* [Given passage]
Subsets of private equity, includes:
▪ Venture capital – which focuses on startup and early-stage ventures
▪ Growth capital – which helps more mature companies expand or restructure
▪ Buyouts – when a company or one of its divisions is purchased outright
B. Private Debt
Private debt refers to investments that are not financed by banks (i.e., a bank
loan) or traded on an open/public market, and are instead provided by private
markets. The “private” part of the term refers to the investment instrument itself,
rather than the borrower of the debt, as both public and private companies can
borrow via private debt.
The distinction between private debt and private equity is that capital is
provided via a loan rather than buying a share of the company’s equity. Returns
therefore come through interest payments and the return of the principal.
The returns from private debt are more favorable compared to those of public
debt. Understandably investors want to be compensated for the illiquidity features
when there is no tradable market for their investment. This means private debt
investments tend to pay higher yields which is known as the ‘illiquidity’ premium.

* [Given instruction] Can you return, word for word, the stretch of the passage on private equity and private debt starting at "The returns from" and ending at "the ‘illiquidity’ premium."?

* [Data lines]

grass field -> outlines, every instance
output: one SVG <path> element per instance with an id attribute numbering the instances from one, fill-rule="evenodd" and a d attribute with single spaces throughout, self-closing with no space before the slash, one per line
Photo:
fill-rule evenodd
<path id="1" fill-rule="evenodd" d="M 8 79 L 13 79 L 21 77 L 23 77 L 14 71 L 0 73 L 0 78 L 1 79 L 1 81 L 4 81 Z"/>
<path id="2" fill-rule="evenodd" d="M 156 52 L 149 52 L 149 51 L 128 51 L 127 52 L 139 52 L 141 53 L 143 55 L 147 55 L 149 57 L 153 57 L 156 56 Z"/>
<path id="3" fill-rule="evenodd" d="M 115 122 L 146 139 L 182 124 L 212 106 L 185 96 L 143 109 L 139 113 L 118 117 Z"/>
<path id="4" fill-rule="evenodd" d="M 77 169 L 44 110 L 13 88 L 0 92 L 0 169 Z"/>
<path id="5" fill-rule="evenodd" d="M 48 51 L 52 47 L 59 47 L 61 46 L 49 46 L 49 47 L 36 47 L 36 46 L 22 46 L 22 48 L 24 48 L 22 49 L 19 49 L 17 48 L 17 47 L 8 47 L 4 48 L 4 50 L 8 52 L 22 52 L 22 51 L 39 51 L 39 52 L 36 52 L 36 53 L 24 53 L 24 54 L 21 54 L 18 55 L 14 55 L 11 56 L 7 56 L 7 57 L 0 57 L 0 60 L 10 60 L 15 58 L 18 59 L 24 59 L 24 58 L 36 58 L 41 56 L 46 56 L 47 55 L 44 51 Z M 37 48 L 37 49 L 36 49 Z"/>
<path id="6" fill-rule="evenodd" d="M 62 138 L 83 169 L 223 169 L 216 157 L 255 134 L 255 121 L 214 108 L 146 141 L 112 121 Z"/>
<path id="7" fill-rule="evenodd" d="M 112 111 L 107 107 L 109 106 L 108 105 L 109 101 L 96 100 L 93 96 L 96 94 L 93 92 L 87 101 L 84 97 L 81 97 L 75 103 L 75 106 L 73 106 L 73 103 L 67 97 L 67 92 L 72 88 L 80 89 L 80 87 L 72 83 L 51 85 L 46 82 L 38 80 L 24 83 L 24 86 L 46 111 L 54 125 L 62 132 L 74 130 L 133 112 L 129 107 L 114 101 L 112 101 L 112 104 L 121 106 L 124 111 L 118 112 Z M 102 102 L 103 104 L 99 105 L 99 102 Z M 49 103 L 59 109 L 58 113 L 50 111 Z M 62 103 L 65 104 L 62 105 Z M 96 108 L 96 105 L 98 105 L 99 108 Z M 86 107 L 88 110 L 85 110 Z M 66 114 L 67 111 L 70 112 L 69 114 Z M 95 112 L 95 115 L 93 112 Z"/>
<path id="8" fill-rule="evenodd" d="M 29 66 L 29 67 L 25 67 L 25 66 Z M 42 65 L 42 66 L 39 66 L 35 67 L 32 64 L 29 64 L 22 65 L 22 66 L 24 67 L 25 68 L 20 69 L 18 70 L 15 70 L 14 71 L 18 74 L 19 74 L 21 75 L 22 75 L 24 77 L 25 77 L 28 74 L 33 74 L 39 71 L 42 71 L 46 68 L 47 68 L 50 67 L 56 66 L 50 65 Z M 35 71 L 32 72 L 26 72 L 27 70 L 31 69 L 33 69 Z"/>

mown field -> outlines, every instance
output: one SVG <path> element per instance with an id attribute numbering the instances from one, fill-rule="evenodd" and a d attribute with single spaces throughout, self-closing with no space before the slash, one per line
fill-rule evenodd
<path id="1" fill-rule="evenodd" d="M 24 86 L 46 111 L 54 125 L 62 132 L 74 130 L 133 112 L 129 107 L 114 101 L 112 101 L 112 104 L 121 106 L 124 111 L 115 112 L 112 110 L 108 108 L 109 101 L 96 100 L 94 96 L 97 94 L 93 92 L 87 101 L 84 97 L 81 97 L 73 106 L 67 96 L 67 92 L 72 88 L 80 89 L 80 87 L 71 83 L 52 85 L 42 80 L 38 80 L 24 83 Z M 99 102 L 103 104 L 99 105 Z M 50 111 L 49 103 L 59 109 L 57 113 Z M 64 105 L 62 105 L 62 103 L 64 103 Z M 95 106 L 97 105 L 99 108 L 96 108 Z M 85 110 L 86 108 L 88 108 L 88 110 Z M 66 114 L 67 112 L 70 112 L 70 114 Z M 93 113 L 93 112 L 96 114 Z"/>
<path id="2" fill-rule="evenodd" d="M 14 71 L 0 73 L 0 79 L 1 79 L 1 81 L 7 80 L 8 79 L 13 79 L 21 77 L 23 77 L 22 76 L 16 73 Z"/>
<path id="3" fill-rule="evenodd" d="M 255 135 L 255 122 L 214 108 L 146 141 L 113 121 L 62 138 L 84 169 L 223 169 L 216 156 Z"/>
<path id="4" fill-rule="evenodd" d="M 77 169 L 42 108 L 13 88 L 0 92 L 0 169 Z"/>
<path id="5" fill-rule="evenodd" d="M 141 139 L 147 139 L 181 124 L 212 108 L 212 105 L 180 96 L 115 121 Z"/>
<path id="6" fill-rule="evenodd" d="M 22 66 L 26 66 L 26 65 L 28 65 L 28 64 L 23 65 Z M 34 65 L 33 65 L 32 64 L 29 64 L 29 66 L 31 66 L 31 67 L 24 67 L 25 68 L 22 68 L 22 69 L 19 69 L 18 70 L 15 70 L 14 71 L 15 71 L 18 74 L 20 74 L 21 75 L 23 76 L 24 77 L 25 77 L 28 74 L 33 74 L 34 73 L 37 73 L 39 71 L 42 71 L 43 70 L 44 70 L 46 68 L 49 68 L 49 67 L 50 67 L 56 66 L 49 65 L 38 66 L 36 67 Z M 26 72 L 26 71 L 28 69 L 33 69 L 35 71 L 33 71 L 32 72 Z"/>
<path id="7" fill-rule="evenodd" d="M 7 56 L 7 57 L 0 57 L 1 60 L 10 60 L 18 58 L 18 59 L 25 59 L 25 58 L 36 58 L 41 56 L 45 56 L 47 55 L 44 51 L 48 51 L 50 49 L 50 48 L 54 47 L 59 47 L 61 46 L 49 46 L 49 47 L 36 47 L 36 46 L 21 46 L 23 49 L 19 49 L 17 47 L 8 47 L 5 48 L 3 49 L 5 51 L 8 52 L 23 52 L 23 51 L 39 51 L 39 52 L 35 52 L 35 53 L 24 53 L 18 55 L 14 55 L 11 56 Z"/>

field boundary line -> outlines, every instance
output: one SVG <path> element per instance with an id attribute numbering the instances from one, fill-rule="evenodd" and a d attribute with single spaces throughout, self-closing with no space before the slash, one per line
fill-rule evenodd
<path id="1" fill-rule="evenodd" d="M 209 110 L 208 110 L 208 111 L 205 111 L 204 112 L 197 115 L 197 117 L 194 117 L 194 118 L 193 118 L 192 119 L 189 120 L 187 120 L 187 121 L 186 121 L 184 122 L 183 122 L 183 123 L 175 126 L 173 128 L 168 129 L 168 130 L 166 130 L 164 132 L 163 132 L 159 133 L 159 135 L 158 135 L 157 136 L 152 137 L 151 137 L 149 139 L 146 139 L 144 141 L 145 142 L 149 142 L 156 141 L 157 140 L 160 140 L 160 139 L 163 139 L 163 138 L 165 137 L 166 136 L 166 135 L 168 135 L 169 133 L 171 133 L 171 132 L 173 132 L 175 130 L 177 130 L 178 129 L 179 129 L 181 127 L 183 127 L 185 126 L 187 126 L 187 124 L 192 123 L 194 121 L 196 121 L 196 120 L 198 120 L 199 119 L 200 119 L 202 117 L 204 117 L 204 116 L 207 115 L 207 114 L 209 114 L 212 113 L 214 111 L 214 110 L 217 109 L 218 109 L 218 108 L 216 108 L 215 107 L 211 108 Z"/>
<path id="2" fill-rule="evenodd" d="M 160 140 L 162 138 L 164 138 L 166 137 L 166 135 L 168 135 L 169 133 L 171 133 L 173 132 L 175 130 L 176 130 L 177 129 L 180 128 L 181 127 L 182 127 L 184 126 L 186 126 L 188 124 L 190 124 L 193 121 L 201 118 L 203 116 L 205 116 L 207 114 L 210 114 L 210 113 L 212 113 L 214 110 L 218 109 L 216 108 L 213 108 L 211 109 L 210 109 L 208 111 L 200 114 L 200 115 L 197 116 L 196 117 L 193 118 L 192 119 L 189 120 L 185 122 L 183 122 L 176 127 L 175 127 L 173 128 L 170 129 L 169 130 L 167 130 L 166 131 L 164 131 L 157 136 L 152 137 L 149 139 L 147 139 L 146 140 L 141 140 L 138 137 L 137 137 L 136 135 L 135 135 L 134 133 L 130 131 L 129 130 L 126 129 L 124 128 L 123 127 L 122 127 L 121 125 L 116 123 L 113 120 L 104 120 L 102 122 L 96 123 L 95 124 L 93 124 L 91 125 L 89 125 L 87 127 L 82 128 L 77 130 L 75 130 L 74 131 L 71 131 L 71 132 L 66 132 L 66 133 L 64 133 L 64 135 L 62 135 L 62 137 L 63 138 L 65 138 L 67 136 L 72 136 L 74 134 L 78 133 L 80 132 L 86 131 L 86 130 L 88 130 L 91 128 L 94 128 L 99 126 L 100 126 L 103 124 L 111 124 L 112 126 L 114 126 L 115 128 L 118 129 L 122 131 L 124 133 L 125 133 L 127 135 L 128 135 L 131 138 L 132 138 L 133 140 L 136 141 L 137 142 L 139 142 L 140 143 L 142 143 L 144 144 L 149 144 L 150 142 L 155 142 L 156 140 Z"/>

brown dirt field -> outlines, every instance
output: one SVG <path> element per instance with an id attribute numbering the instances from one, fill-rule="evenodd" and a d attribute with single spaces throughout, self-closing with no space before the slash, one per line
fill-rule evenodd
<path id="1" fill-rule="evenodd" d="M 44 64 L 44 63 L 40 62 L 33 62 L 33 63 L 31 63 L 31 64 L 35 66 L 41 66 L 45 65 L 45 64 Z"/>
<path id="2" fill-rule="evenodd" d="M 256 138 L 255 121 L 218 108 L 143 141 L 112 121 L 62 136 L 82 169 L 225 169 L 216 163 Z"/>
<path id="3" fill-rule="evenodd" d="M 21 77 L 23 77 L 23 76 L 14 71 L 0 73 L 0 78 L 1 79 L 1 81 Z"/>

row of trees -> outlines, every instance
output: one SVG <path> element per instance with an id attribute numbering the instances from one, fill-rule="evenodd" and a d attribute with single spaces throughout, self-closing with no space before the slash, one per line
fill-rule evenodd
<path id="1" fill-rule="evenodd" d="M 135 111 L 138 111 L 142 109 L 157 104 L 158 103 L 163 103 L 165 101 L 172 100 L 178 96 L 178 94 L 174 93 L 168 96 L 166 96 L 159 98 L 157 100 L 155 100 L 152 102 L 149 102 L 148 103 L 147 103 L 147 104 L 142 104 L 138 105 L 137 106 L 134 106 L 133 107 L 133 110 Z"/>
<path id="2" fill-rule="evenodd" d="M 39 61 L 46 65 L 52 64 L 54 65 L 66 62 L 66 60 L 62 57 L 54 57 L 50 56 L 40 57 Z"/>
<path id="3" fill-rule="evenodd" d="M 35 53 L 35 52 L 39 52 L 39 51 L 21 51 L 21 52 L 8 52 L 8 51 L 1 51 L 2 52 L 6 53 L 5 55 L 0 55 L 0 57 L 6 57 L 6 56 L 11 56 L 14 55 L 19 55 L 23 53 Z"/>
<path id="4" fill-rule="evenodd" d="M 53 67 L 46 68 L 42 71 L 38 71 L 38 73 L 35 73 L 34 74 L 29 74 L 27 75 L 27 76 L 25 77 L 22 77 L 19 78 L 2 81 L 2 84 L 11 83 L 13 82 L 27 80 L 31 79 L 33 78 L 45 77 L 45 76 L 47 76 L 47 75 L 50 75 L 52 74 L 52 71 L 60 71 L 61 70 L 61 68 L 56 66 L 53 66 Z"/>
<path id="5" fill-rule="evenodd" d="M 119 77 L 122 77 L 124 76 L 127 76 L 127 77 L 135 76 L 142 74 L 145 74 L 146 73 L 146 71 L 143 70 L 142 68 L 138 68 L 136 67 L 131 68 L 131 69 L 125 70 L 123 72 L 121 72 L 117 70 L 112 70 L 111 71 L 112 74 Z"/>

* [Result of the exercise]
The returns from private debt are more favorable compared to those of public
debt. Understandably investors want to be compensated for the illiquidity features
when there is no tradable market for their investment. This means private debt
investments tend to pay higher yields which is known as the ‘illiquidity’ premium.